RECORDS Start Marker

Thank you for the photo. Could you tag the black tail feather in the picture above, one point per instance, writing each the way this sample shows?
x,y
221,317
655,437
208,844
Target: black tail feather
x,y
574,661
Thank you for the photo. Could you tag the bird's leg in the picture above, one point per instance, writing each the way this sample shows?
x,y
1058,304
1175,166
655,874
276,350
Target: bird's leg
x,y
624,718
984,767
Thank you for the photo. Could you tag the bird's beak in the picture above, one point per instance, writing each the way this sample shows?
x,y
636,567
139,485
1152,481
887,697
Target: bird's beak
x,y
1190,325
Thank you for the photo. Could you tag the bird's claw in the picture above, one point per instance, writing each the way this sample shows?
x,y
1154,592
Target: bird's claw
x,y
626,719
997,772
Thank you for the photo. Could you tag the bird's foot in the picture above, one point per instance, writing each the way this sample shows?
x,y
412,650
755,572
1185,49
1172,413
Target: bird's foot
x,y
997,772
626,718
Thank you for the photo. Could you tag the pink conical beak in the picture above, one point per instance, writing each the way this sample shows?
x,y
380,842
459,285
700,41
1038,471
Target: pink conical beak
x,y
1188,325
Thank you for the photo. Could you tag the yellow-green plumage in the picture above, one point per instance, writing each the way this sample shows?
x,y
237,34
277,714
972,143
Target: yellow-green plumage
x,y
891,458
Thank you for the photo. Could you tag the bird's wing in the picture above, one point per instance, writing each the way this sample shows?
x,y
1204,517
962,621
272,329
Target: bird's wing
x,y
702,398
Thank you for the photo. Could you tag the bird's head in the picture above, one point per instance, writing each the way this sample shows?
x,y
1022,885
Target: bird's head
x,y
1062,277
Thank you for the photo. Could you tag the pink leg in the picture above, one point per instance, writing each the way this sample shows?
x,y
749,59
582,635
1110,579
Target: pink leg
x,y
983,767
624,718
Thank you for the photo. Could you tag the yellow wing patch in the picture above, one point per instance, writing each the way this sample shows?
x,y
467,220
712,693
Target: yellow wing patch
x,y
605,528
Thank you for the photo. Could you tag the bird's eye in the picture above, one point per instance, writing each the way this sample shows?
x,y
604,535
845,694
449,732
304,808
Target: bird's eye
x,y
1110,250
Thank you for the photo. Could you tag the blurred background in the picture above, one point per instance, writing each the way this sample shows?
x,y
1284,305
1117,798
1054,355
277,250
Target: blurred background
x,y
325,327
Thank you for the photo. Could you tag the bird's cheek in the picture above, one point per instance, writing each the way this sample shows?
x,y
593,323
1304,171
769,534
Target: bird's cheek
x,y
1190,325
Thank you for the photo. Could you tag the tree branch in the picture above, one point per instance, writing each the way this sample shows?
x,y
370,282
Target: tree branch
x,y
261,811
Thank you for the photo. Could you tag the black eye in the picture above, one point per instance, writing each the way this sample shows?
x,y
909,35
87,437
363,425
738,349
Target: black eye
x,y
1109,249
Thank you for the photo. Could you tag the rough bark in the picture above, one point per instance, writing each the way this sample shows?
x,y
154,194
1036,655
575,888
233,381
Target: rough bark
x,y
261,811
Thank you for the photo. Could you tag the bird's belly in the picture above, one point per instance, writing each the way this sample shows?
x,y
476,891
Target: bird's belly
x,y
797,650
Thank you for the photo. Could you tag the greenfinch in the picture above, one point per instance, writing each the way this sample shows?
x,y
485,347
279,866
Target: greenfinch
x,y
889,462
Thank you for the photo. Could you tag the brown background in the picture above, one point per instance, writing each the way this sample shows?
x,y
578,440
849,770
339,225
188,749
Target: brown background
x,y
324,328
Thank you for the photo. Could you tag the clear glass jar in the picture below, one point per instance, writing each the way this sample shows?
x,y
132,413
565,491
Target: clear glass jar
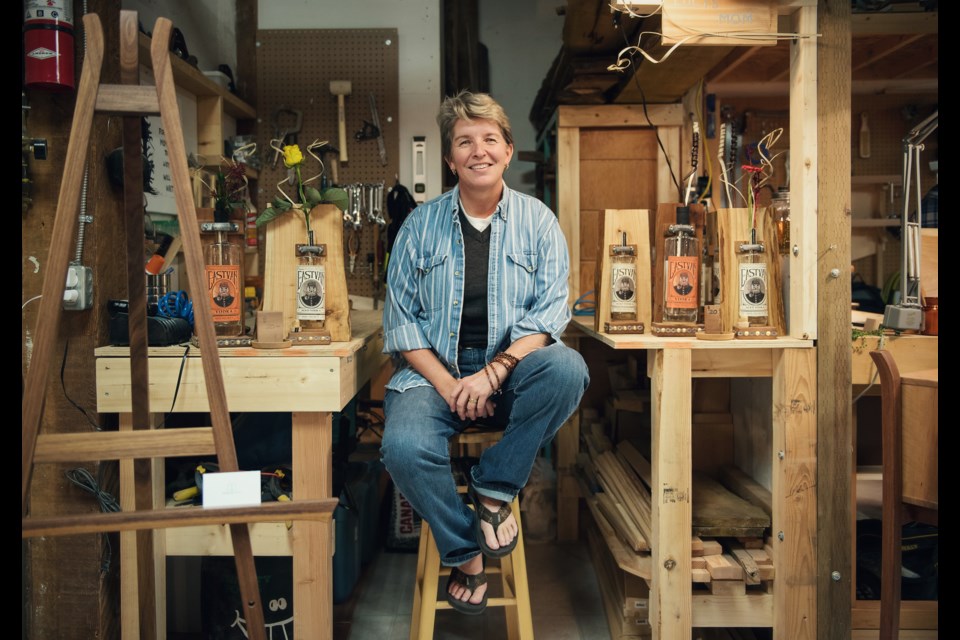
x,y
781,216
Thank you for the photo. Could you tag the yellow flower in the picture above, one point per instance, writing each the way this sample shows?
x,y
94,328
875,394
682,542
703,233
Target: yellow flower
x,y
292,156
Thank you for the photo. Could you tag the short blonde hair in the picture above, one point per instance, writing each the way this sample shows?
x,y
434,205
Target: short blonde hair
x,y
470,106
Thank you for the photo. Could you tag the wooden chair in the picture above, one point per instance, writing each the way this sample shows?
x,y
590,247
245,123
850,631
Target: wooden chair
x,y
512,568
896,503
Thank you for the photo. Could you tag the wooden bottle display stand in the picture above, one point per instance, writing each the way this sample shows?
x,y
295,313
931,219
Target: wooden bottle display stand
x,y
613,224
666,216
280,287
733,229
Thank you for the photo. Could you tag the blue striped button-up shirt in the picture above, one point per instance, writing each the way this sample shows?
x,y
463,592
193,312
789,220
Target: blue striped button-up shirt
x,y
526,281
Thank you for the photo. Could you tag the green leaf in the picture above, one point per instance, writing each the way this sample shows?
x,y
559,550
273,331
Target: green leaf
x,y
338,197
267,215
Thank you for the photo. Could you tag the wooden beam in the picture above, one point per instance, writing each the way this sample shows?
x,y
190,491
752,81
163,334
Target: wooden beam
x,y
568,198
736,58
794,494
319,510
894,22
887,51
670,596
621,115
804,174
834,415
99,445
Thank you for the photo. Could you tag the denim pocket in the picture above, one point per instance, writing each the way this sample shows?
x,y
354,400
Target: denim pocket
x,y
432,283
521,278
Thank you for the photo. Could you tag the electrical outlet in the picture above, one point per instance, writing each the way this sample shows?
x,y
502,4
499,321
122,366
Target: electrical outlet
x,y
78,292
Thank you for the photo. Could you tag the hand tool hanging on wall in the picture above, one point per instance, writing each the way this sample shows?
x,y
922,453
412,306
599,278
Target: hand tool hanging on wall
x,y
373,130
341,88
285,130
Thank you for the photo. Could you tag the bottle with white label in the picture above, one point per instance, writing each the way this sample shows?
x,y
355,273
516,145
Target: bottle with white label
x,y
311,286
681,271
753,284
623,281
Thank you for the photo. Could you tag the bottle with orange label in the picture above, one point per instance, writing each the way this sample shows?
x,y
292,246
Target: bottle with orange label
x,y
223,259
681,271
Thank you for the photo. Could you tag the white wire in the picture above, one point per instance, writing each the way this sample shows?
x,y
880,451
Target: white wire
x,y
623,63
625,8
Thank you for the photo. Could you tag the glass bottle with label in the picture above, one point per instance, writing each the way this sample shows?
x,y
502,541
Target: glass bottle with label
x,y
311,285
224,276
753,283
623,281
681,271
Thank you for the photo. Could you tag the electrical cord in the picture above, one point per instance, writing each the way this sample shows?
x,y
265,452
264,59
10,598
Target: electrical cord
x,y
643,100
82,478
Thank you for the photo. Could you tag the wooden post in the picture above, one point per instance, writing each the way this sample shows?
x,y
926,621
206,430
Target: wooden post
x,y
312,441
830,90
794,494
670,591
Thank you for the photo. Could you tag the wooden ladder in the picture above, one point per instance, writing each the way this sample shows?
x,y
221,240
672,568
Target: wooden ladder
x,y
137,440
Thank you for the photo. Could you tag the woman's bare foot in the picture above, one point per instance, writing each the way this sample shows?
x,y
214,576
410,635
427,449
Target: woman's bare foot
x,y
471,567
505,533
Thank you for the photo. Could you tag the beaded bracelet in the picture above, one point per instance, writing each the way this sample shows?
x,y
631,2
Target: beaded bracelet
x,y
497,375
486,369
507,360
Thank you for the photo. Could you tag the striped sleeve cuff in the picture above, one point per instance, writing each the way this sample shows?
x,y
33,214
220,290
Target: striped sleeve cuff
x,y
405,337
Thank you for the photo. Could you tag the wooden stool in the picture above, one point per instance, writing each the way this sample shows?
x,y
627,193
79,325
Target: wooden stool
x,y
512,570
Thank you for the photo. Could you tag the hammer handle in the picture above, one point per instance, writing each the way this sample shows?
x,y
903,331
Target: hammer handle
x,y
342,120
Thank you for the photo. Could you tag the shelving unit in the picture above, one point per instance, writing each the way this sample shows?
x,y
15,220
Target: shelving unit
x,y
789,605
312,382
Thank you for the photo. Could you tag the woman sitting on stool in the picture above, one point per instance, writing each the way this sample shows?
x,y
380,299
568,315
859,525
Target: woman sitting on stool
x,y
476,304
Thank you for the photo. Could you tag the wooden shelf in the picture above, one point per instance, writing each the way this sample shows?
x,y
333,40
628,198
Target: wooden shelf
x,y
877,179
212,163
874,223
191,79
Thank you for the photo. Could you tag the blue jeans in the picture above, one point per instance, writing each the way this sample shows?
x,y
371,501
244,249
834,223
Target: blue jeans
x,y
543,391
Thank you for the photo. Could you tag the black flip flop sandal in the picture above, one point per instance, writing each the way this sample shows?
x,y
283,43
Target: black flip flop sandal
x,y
494,519
469,582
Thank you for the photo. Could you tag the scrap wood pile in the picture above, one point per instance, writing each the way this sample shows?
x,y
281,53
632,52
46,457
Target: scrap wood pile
x,y
728,548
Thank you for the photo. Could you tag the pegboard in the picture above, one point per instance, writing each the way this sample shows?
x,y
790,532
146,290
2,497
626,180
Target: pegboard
x,y
294,69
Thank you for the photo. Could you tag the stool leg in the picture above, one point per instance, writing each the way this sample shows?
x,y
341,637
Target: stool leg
x,y
513,570
418,595
424,615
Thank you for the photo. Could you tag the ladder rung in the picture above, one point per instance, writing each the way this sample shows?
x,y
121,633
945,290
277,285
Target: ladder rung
x,y
131,100
117,445
66,525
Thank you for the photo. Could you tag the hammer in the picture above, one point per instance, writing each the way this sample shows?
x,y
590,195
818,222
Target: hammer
x,y
341,88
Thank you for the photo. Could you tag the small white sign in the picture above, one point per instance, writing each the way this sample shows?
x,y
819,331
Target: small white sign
x,y
231,489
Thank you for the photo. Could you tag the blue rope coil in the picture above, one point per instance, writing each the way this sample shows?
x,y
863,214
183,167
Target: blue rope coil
x,y
176,304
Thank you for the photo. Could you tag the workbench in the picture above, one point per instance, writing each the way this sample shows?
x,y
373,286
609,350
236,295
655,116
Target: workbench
x,y
311,382
789,607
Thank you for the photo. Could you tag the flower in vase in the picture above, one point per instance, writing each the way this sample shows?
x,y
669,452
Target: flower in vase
x,y
305,197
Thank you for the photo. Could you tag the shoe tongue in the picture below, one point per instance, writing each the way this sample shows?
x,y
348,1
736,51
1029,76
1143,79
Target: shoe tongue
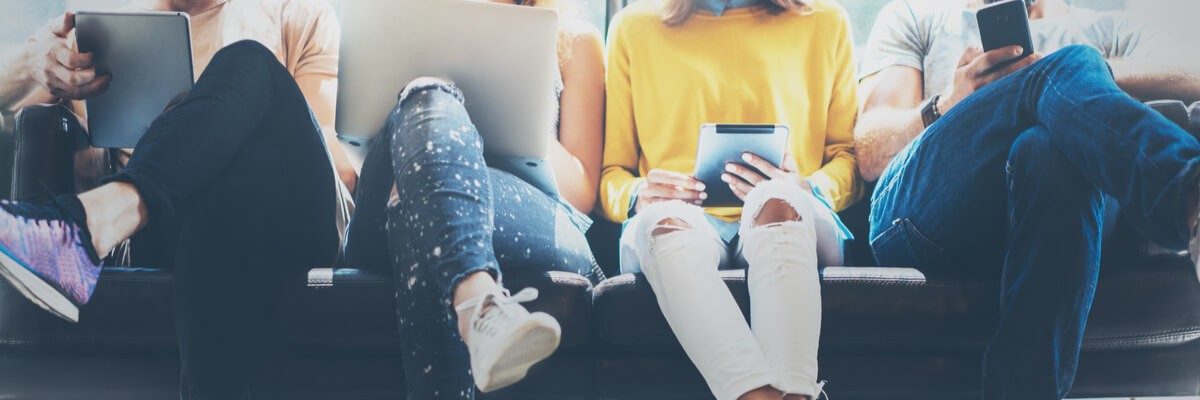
x,y
73,213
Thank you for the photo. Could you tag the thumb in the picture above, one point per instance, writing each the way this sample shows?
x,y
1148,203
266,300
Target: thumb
x,y
61,28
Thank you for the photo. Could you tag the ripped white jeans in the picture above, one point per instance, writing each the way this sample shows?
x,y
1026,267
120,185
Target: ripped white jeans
x,y
779,348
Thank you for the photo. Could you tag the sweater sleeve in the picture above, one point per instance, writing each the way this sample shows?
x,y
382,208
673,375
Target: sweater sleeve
x,y
838,178
618,178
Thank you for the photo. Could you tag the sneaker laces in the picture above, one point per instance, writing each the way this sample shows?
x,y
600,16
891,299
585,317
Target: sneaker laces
x,y
493,311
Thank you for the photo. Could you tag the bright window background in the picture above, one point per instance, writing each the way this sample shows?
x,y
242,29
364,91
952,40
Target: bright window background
x,y
23,17
19,18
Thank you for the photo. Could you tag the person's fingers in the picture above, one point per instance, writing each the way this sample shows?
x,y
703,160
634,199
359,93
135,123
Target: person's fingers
x,y
63,25
663,177
1008,70
95,87
70,59
739,187
989,60
744,173
63,84
763,166
790,163
72,77
969,55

RECORDS End Marker

▶ TASK GOAL
For the string "below", go through the entries above and copy each line where it occurs.

▶ SOLUTION TO THIS PROBLEM
Thank you for the photo. Could you tag the clear glass jar in the picture below, one point per instance, writing each the way this sample shows?
Thank you for the photo. Could you tag the shoe tongue in the picture below, one point per instance, writing each the way this sample shows?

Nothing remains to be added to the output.